───── Material to process ─────

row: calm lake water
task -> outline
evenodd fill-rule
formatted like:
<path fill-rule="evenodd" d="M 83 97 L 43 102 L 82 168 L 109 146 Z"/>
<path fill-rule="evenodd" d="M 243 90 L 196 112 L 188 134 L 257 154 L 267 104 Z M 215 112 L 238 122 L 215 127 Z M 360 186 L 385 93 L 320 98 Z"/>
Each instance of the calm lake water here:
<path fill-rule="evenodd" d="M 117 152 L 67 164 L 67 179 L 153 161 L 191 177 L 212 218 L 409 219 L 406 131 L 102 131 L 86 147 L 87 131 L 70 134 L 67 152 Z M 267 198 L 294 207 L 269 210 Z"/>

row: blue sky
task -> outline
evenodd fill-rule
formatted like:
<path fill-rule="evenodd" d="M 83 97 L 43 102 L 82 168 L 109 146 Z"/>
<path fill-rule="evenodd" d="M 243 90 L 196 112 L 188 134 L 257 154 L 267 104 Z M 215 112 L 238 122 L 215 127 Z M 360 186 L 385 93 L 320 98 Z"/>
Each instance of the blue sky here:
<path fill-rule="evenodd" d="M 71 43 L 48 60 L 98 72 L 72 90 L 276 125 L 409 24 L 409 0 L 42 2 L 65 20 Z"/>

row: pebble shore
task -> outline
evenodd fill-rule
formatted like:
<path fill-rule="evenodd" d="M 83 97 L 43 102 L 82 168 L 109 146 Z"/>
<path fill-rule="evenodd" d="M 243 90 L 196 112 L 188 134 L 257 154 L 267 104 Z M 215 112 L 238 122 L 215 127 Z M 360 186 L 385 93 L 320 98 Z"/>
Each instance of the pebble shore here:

─────

Your goal:
Rewrite all of the records above with "instance" changed to "region" wherever it occurs, leaving every other line and character as it is.

Solution below:
row: calm lake water
task -> outline
evenodd fill-rule
formatted like:
<path fill-rule="evenodd" d="M 83 97 L 43 102 L 82 168 L 109 146 Z"/>
<path fill-rule="evenodd" d="M 243 90 L 196 112 L 188 134 L 257 154 L 267 104 Z M 215 112 L 238 122 L 215 127 Z M 360 186 L 385 93 L 320 98 Z"/>
Each region of the calm lake water here:
<path fill-rule="evenodd" d="M 117 152 L 67 164 L 67 179 L 153 161 L 191 177 L 212 218 L 409 219 L 406 131 L 102 131 L 86 147 L 87 131 L 70 134 L 67 152 Z M 267 198 L 294 207 L 269 210 Z"/>

row: blue sky
task -> outline
evenodd fill-rule
formatted like:
<path fill-rule="evenodd" d="M 83 97 L 43 102 L 82 168 L 109 146 Z"/>
<path fill-rule="evenodd" d="M 243 90 L 196 112 L 188 134 L 257 154 L 267 104 Z M 215 112 L 238 122 L 215 127 Z M 360 186 L 385 93 L 320 98 Z"/>
Each region of the blue sky here:
<path fill-rule="evenodd" d="M 71 43 L 48 60 L 98 72 L 72 90 L 276 125 L 409 24 L 409 0 L 42 2 L 65 20 Z"/>

row: pebble shore
task -> outline
evenodd fill-rule
formatted like:
<path fill-rule="evenodd" d="M 83 97 L 43 102 L 82 168 L 109 146 Z"/>
<path fill-rule="evenodd" d="M 243 90 L 196 112 L 188 134 L 257 154 L 267 104 Z M 215 112 L 238 122 L 215 127 Z M 360 186 L 385 93 L 320 98 Z"/>
Each region of the pebble shore here:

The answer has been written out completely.